(GIVEN REQUEST):
Print exactly, and only, the lines running from the line containing "41, row 151." through the end of the records below.

+++ MATERIAL

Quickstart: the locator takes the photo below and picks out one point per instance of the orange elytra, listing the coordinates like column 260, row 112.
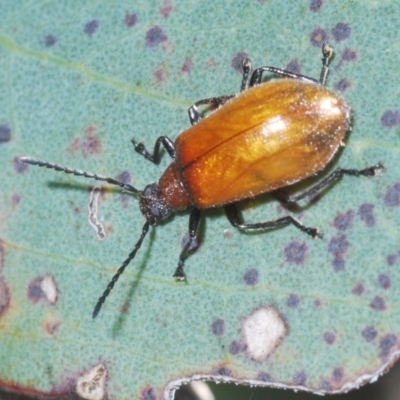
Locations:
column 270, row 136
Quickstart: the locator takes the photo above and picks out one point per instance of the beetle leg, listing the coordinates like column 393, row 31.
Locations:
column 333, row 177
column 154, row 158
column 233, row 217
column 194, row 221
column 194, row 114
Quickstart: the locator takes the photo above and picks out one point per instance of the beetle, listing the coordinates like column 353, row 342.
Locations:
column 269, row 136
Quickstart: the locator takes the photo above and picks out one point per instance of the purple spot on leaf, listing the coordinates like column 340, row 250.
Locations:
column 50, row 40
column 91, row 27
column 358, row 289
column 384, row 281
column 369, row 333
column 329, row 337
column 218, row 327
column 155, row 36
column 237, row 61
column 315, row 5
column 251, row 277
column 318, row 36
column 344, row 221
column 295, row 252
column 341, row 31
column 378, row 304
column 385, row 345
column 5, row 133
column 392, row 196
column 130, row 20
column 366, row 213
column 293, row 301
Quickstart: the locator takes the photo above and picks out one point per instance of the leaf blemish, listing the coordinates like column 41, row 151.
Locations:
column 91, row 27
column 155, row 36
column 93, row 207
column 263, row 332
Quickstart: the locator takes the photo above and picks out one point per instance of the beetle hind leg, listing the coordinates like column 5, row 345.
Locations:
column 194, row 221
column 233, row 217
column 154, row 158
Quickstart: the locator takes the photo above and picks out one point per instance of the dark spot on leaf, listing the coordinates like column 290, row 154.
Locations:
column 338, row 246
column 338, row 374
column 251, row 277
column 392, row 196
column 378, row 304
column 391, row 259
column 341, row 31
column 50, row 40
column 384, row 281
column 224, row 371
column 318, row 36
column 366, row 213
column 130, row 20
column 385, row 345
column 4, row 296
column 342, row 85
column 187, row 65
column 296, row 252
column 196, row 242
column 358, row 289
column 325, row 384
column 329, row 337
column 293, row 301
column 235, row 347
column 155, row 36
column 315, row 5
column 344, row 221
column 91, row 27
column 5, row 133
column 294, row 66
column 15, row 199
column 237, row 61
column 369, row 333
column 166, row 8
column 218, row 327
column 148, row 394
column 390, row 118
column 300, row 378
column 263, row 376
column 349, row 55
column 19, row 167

++++++

(WRITTEN REPLY):
Quickstart: the locator takes the photo above and picks out one point per instance of the leaf blemish, listing the coordinates like column 41, row 151.
Locations:
column 91, row 27
column 155, row 36
column 93, row 207
column 263, row 332
Quickstart: the locator takes the photo above and picks out one point per instance of the beetle hind leg, listing the coordinates like column 5, row 345.
Locations:
column 194, row 221
column 233, row 217
column 154, row 158
Quickstart: the locator takes the photo above and picks out one point per instance of the dark spot on leaf, listing the coordinates like column 290, row 154.
Locations:
column 338, row 246
column 338, row 374
column 251, row 277
column 392, row 196
column 378, row 304
column 391, row 259
column 341, row 31
column 50, row 40
column 384, row 281
column 224, row 371
column 318, row 36
column 366, row 213
column 130, row 20
column 385, row 345
column 4, row 296
column 342, row 85
column 187, row 65
column 296, row 252
column 196, row 242
column 358, row 289
column 325, row 384
column 329, row 337
column 293, row 301
column 235, row 347
column 155, row 36
column 315, row 5
column 344, row 221
column 91, row 27
column 5, row 133
column 294, row 66
column 15, row 199
column 237, row 61
column 369, row 333
column 166, row 8
column 218, row 327
column 148, row 394
column 390, row 118
column 300, row 378
column 263, row 376
column 349, row 55
column 19, row 167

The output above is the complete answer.